■ **Aim of the exercise**
Repeat the lines beginning at the one with "If you could mark the grout" and running to the end of the material, keeping the first and last of them, exactly as they appear.

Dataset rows
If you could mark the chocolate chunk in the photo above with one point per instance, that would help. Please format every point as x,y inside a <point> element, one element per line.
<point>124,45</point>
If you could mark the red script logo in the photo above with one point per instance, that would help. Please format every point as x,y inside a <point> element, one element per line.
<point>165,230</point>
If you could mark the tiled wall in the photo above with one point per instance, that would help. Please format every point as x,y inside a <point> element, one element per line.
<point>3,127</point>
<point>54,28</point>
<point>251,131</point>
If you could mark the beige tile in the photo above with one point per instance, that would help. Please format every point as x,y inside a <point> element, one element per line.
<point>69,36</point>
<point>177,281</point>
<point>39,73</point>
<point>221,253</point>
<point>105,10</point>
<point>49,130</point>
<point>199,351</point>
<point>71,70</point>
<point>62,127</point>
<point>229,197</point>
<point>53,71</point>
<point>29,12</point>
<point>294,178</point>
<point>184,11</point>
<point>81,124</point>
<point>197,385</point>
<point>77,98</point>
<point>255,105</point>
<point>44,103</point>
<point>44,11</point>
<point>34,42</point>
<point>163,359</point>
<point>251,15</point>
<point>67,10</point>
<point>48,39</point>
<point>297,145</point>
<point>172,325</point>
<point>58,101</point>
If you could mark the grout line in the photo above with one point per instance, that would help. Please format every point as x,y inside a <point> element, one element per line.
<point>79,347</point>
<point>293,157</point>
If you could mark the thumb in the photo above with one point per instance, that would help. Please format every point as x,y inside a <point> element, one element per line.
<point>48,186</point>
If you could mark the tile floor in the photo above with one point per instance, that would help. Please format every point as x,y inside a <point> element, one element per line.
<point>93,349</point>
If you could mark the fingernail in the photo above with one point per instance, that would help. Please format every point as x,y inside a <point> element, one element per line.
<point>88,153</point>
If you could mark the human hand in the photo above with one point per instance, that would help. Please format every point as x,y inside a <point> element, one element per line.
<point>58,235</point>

■ **Solution to this task**
If you could mark the grout line in the photo above with one point per instance, that would help. Please format every point as x,y inside a <point> element, one element per line.
<point>79,347</point>
<point>293,157</point>
If you could mark the thumb in the photo above with one point per instance, that would help. Please format every point as x,y inside a <point> element, one element per line.
<point>48,186</point>
If you could mark the tile floor in the photo above with one point per instance, that would help. Please format every point as x,y inside a <point> element, one element per line.
<point>93,349</point>
If you could mark the fingernail in the photo above with one point per instance, that would help. Please format every point as x,y inside a <point> element, one element per line.
<point>88,153</point>
If you could mark the human hand in the photo above with one point per instance, that would help. Please format every point as x,y inside a <point> element, one element per line.
<point>58,235</point>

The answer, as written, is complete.